* _ACTIVITY 1_:
Answer these questions using the PNAS research summaries, one line each.
(a) Where in genes do Pack-MULEs preferentially insert in Arabidopsis?
(b) Which gene did the investigators in Italy and Brazil knock out in a cardiac-specific way?
(c) Which microRNA forms a complex that occludes the 5' terminal nucleotides of the hepatitis C virus genome?
* _ACTIVITY 2_:
List every university, school, or country that the PNAS research summaries name as home to the researchers.
* _ACTIVITY 3_:
Decide whether each statement agrees with the PNAS research summaries. Answer yes or no, and quote the words that settle it.
(a) Pack-MULEs acquire AT-rich fragments.
(b) The cardiac-specific Hcn4 knockout led to fatal deep bradycardia in mice.
(c) The miRNA-122 complex protects the 5' terminal viral sequences from nucleolytic degradation.

In the PNAS Early Edition this week, researchers at Michigan State University and their colleagues show that Pack-Mutator-like transposable elements "specifically acquire GC-rich fragments and preferentially insert into the 5' end of genes" in Arabidopsis, which they say "may influence the conformation of chromatin, the expression level of genes, as well as the recombination rate." These Pack-Mutator-like transposable elements — or Pack-MULEs — "form independent, GC-rich transcripts with a negative GC gradient" or themselves "evolve into additional exons at the 5′ end of existing genes, thus altering the GC content in those regions," the authors write.
Investigators in Italy and Brazil this week show that the cardiac-specific knockout of Hcn4, the pacemaker channel gene, causes fatal deep bradycardia and heart block ablation in mice. The team's immunofluorescence and Western blot analyses corroborated its functional findings as they both "showed reduced expression of HCN4 protein in [sinoatrial node] tissue and cells," the authors write. As a result of its study, the team concluded that "cardiac HCN4 channels are essential for normal heart impulse generation and conduction in adult mice and support the notion that dysfunctional HCN4 channels can be a direct cause of rhythm disorders."
The Stanford University School of Medicine's Selena Sagan and her colleagues report in this week's PNAS that miRNA-122 forms an "unconventional microRNA-target RNA complex," that occludes the 5' terminal nucleotides of the hepatitis C virus genome." This complex "protects the 5' terminal viral sequences from nucleolytic degradation or from inducing innate immune responses to the RNA terminus," Sagan et al. show.

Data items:
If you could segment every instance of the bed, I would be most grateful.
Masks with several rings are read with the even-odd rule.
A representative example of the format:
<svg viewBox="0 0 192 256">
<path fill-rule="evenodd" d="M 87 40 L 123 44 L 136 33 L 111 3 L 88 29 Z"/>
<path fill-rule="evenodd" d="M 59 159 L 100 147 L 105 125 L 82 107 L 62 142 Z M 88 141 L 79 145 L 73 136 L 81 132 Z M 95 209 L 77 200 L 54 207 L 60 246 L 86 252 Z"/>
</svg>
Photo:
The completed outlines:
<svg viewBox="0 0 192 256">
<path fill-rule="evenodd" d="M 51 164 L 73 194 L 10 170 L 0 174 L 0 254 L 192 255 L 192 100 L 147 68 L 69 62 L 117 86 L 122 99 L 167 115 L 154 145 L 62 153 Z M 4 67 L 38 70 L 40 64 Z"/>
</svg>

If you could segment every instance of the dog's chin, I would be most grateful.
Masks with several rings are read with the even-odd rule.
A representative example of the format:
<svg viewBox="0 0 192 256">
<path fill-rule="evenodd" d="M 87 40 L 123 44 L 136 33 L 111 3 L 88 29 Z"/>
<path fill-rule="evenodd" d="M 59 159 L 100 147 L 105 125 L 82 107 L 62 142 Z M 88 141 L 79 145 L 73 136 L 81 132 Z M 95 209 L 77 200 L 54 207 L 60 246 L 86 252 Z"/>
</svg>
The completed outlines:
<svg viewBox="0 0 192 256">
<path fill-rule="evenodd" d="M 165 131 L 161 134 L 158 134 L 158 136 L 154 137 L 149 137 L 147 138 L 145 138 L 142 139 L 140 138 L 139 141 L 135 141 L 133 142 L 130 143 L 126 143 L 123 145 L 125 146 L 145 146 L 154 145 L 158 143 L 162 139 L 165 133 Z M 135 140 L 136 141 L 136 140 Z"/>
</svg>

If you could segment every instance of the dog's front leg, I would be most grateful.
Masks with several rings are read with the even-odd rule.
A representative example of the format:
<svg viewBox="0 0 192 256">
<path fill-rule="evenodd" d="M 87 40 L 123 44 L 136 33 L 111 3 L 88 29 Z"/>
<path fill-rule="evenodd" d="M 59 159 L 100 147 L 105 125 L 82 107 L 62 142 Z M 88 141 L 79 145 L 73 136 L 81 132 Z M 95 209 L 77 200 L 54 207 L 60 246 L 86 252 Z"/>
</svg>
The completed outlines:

* _ANSWER 1_:
(a) The 5' end of genes.
(b) Hcn4, the pacemaker channel gene.
(c) miRNA-122.

* _ANSWER 2_:
Michigan State University; Italy; Brazil; Stanford University School of Medicine.

* _ANSWER 3_:
(a) No: "specifically acquire GC-rich fragments"
(b) Yes: "causes fatal deep bradycardia and heart block ablation in mice"
(c) Yes: "protects the 5' terminal viral sequences from nucleolytic degradation"